-- What you need to do --
Answer these questions on the "Waking from a Dream" excerpt:
(a) Which Bible verse is quoted?
(b) Whom does Dr. Martin Luther King, Jr. address in the photo caption, and after what event?
(c) What does ignorance reflect, according to the text?

-- Page excerpt --
------------------------------------

Waking from a Dream
Dr. Martin Luther King, Jr. addresses group of Watts residents following the summer riots of 1965. Library of Congress, Prints and Photographs Division, NYWT&S Collection, LC-USZ62-115299
When I was a child, I spoke like a child, I thought like a child, I reasoned like a child; when I became an adult, I put an end to childish ways.
—1 Corinthians 13:11
There comes a time in everyone’s life when each of us must move beyond ignorance and innocence to a place of knowledge and responsibility. Though ignorance is bliss, ignorance is also infantile. It reflects a lack of awareness and maturity. Yet there are those in the highest places of power in the United States who seek to sustain and maintain this nation by keeping its citizens dumb, deaf, and blind to the true relations that are fueling our daily existence. There are those who have a vested interest in obscuring the difference between reality and a ruling ideal. An infantile mentality is fostered by those who find it more profitable to peddle myths and promote the opinions of plutocrats.

------------------------------------

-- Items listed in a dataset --
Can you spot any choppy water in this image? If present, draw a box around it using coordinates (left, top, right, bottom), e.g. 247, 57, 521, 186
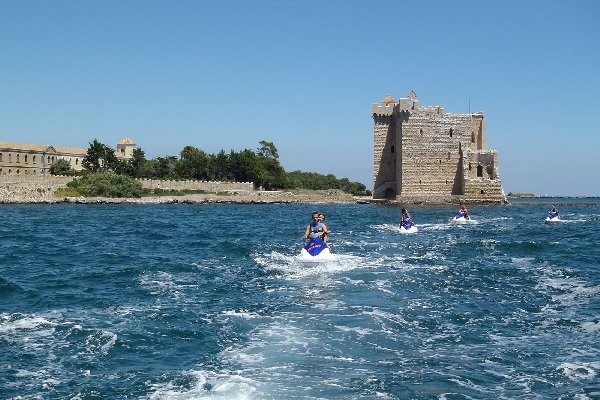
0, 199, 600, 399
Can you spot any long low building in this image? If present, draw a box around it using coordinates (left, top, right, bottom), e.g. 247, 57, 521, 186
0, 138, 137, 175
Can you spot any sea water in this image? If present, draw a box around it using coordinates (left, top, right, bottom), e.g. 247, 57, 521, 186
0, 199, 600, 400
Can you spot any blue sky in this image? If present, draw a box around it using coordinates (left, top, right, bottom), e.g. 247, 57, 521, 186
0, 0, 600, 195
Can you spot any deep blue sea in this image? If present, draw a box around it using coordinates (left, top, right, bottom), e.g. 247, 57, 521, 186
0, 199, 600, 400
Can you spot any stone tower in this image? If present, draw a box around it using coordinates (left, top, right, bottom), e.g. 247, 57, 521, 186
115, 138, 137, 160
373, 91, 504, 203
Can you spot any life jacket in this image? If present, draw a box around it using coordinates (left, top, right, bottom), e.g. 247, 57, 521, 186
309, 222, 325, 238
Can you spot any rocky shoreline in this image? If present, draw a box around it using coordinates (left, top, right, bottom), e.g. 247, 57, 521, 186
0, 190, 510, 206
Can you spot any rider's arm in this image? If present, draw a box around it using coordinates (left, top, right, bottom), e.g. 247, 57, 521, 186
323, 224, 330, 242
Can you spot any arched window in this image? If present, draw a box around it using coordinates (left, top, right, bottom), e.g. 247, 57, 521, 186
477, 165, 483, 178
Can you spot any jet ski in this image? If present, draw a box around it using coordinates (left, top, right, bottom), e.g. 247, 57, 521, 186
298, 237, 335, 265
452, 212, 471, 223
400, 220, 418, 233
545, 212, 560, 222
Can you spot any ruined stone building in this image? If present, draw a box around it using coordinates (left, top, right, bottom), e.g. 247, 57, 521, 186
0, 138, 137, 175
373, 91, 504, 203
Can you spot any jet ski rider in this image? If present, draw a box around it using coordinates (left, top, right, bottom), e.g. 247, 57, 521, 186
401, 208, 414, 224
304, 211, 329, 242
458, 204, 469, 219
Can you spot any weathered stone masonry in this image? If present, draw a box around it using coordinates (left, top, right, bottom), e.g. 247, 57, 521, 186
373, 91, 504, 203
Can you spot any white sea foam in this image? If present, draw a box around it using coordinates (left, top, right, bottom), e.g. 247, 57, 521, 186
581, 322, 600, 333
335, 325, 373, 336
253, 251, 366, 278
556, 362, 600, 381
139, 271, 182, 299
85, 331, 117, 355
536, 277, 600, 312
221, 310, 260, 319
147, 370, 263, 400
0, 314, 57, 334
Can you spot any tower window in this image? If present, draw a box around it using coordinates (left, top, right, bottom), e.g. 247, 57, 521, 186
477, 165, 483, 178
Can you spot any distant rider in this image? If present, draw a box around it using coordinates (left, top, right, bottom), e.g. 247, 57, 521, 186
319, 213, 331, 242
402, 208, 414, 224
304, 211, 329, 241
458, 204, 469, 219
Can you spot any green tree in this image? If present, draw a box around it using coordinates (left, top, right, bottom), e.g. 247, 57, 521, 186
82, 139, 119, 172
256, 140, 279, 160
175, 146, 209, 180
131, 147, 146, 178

------------------------------------

-- Solution to the problem --
(a) 1 Corinthians 13:11
(b) A group of Watts residents, following the summer riots of 1965
(c) A lack of awareness and maturity